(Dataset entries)
╔══

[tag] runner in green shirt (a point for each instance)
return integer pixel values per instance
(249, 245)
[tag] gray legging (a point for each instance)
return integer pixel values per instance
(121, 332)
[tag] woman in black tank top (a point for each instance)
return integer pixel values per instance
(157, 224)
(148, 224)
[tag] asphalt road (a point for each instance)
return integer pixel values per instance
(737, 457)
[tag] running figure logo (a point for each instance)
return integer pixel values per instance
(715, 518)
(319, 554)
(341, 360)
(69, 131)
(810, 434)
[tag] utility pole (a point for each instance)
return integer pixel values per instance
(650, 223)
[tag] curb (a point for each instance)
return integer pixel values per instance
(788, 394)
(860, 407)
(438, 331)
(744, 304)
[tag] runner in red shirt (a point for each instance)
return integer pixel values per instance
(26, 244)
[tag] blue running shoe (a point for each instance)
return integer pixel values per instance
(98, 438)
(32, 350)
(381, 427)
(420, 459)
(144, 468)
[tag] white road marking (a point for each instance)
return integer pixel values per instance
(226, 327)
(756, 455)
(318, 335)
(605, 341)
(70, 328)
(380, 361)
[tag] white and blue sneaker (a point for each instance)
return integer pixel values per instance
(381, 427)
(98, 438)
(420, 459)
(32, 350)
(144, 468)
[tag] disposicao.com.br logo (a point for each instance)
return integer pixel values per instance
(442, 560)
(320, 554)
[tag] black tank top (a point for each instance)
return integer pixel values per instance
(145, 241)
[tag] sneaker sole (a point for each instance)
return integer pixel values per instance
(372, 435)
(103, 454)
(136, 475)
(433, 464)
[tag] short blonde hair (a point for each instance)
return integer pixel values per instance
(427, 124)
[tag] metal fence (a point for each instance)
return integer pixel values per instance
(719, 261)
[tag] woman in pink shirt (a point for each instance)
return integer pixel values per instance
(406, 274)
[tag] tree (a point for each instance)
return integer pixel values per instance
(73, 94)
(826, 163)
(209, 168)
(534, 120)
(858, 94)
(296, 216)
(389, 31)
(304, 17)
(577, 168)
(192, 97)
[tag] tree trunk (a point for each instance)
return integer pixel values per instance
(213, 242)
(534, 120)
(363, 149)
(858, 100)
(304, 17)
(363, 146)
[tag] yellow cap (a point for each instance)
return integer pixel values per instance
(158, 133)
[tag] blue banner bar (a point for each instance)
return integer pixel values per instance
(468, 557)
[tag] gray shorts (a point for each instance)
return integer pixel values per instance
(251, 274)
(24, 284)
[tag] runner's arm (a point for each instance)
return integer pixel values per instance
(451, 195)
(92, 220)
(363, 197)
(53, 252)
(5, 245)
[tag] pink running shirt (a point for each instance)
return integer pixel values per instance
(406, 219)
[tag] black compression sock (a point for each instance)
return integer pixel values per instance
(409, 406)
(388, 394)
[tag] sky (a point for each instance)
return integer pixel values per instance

╚══
╔══

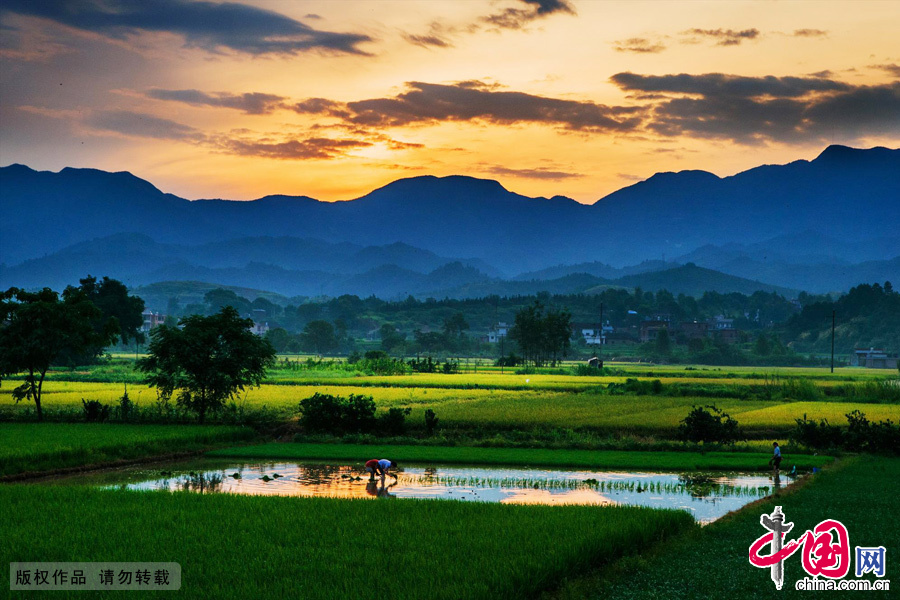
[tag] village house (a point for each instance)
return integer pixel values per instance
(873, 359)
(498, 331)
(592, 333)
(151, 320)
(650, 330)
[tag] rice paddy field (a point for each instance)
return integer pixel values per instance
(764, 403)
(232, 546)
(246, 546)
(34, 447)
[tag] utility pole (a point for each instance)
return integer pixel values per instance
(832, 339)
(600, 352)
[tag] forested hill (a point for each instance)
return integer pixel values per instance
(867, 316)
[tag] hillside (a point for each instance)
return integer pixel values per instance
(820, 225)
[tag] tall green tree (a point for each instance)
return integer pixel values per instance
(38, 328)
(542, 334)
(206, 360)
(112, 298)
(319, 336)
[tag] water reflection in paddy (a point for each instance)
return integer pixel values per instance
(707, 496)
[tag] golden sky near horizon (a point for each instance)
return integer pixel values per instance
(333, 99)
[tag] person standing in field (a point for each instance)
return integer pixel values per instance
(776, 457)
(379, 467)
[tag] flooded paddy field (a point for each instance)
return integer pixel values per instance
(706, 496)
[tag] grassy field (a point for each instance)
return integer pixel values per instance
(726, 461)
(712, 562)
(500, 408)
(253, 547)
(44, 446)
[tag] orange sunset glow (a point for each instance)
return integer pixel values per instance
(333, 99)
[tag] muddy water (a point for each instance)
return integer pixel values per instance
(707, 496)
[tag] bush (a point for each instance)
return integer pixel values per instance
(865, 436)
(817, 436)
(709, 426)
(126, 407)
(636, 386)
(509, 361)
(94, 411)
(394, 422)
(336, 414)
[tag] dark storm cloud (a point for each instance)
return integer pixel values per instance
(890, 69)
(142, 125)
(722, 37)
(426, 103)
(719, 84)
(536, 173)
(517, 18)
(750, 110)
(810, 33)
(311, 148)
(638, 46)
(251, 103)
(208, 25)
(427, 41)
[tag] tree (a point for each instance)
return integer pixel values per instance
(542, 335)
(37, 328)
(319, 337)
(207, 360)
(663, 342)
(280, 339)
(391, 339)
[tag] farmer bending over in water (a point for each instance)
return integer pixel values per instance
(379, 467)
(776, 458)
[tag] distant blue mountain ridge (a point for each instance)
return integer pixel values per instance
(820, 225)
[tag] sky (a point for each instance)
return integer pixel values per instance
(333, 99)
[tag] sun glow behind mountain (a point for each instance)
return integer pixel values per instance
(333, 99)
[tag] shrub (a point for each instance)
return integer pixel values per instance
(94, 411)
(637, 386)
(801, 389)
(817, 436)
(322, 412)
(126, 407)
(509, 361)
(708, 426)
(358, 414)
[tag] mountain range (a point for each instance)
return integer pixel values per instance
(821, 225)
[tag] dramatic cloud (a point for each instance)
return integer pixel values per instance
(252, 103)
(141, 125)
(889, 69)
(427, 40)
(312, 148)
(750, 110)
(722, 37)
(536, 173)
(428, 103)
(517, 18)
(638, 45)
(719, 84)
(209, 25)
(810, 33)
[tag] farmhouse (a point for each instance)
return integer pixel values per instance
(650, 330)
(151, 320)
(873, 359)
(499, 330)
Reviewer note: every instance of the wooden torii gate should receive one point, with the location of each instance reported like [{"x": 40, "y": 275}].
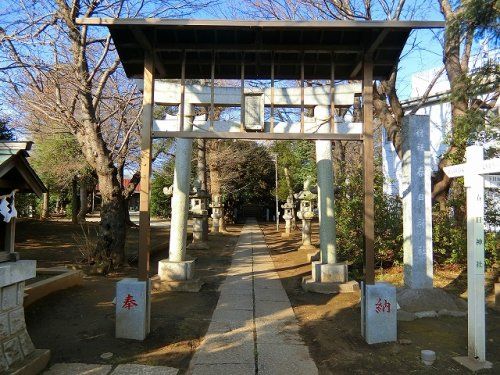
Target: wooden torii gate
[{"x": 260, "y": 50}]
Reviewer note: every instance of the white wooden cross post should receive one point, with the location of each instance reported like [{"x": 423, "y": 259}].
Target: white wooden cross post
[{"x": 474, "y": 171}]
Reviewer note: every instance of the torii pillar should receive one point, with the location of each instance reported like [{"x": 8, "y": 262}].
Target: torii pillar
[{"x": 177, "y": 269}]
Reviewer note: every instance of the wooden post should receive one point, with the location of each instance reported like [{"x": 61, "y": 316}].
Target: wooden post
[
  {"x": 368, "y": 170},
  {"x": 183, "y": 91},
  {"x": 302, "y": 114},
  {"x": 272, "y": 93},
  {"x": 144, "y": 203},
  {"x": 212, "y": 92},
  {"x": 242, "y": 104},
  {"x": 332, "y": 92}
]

╚══

(Description of the task) Say how many lines in the entries include the word "mountain", with no text around the number.

(Response for this exercise) 3